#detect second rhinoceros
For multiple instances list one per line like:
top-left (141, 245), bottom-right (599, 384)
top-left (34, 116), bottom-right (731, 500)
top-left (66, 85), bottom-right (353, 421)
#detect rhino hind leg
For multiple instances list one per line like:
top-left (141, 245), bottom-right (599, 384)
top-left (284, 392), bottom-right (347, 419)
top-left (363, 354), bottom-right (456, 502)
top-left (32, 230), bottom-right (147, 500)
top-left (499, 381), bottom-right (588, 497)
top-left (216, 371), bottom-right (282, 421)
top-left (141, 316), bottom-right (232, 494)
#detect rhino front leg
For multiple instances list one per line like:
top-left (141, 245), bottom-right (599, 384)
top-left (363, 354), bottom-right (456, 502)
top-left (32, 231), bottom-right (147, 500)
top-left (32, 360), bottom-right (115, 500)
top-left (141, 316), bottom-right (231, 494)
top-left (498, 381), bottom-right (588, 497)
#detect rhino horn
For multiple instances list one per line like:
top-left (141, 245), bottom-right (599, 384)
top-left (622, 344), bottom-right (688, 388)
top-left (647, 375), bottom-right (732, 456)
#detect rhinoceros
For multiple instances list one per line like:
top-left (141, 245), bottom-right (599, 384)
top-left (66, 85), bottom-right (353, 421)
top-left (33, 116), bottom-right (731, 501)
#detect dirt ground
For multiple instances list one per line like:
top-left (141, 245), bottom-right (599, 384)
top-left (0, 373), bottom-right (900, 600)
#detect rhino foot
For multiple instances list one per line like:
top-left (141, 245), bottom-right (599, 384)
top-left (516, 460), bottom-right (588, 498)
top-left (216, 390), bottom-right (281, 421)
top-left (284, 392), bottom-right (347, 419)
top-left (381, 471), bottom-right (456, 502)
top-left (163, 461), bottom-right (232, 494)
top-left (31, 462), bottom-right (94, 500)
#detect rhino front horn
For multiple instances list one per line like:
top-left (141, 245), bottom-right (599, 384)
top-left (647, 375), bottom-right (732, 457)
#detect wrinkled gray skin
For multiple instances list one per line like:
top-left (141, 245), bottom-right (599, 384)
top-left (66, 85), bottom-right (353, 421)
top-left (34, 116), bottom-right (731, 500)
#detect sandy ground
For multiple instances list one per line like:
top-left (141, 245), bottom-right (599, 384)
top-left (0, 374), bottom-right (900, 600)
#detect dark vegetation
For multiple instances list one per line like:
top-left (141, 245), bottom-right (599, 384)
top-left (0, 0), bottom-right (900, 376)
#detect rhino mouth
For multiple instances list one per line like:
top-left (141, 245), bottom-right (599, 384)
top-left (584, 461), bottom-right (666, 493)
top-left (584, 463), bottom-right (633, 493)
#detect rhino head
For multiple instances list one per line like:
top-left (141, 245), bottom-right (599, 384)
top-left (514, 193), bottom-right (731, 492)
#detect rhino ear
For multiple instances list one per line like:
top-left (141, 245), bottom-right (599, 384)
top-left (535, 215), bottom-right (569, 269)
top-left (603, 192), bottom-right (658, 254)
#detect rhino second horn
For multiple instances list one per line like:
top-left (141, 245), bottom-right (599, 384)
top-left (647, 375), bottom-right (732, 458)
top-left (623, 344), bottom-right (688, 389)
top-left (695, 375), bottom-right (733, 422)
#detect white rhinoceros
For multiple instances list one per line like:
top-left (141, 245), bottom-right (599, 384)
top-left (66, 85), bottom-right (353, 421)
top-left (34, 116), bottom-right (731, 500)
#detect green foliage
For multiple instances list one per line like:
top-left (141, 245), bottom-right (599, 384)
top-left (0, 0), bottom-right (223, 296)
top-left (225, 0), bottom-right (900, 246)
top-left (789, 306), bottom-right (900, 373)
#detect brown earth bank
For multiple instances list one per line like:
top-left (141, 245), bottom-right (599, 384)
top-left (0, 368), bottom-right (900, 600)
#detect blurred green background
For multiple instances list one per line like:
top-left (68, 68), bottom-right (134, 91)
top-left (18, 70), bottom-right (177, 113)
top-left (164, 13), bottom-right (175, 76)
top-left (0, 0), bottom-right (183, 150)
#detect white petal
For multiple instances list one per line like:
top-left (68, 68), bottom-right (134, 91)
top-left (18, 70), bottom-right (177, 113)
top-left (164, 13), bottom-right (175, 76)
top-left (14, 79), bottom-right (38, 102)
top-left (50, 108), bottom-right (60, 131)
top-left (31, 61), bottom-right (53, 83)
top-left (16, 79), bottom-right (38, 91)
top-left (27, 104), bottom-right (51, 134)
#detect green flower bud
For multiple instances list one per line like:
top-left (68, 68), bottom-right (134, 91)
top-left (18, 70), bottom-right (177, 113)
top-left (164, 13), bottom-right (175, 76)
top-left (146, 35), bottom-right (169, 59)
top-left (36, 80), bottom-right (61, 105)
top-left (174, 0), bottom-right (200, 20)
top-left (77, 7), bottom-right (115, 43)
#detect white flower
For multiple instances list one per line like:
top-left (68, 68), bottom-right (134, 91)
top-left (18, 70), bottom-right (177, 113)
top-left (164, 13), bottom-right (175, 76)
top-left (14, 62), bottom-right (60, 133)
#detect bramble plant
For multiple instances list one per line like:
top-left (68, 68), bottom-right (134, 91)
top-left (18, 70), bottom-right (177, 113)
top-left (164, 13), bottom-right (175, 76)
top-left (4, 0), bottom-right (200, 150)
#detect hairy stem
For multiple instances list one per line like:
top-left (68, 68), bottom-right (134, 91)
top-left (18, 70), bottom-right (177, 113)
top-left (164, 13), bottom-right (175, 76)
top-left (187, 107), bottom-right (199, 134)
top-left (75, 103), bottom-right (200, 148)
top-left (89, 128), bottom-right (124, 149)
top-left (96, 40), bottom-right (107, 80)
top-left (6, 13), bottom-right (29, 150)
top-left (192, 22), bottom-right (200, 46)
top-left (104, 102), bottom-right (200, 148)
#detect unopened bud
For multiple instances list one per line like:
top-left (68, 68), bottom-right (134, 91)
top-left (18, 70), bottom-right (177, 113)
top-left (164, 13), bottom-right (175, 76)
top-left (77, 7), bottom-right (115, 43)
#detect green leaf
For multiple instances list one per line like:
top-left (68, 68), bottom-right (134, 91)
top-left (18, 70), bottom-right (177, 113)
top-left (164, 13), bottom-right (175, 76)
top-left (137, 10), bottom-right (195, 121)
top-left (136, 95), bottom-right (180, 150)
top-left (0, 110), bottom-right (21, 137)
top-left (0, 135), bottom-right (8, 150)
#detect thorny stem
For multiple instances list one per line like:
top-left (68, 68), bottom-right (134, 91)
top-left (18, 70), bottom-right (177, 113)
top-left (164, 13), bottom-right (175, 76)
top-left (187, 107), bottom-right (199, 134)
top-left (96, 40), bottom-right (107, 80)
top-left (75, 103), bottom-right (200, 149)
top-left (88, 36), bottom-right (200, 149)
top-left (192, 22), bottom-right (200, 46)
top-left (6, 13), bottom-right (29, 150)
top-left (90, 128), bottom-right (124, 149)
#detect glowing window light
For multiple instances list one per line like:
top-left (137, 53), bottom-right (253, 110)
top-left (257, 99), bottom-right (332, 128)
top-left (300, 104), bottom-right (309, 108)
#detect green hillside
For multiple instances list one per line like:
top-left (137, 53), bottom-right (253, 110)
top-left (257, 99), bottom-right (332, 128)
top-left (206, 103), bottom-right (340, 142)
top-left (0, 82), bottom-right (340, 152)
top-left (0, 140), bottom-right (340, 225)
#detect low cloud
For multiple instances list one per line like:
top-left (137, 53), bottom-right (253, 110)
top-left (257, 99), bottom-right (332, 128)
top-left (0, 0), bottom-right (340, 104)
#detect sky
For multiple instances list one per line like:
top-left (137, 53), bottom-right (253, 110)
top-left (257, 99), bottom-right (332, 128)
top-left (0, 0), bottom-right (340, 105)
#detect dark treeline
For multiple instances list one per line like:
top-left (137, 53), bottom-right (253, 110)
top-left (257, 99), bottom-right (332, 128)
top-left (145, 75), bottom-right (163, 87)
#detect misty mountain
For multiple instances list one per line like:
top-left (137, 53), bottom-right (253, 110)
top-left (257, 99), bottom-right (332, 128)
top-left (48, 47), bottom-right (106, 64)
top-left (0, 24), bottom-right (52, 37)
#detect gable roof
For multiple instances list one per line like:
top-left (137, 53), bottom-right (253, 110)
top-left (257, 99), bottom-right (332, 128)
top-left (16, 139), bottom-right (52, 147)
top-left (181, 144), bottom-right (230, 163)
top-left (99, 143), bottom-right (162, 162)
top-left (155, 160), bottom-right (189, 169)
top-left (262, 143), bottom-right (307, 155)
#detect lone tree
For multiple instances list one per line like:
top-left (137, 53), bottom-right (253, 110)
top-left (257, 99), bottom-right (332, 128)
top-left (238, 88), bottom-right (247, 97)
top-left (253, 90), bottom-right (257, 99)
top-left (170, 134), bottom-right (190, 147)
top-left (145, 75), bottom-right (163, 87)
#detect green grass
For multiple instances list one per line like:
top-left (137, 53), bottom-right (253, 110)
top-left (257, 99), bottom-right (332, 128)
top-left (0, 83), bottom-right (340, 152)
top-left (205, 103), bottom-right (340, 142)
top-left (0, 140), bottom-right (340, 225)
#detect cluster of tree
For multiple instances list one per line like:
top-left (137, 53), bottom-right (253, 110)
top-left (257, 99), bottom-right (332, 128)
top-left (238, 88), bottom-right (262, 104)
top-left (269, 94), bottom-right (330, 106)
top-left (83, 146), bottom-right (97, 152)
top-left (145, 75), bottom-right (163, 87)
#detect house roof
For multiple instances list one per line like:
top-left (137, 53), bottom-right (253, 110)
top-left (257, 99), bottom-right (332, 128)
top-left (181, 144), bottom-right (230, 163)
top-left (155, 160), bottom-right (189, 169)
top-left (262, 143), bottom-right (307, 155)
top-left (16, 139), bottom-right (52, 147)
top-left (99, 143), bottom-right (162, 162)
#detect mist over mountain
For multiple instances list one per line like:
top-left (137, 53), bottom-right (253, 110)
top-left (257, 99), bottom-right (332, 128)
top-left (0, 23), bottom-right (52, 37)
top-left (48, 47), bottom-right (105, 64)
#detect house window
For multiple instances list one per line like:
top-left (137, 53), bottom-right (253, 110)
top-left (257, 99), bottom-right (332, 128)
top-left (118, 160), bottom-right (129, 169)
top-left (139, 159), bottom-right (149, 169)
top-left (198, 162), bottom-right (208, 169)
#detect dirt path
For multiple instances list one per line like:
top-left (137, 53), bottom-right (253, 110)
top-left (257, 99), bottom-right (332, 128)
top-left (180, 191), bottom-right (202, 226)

To do:
Pull out every line above that contains the string "green". Case counts.

Task result:
#detect green foliage
#detect blurred green background
#detect green flower bud
#detect green leaf
#detect green hillside
#detect green grass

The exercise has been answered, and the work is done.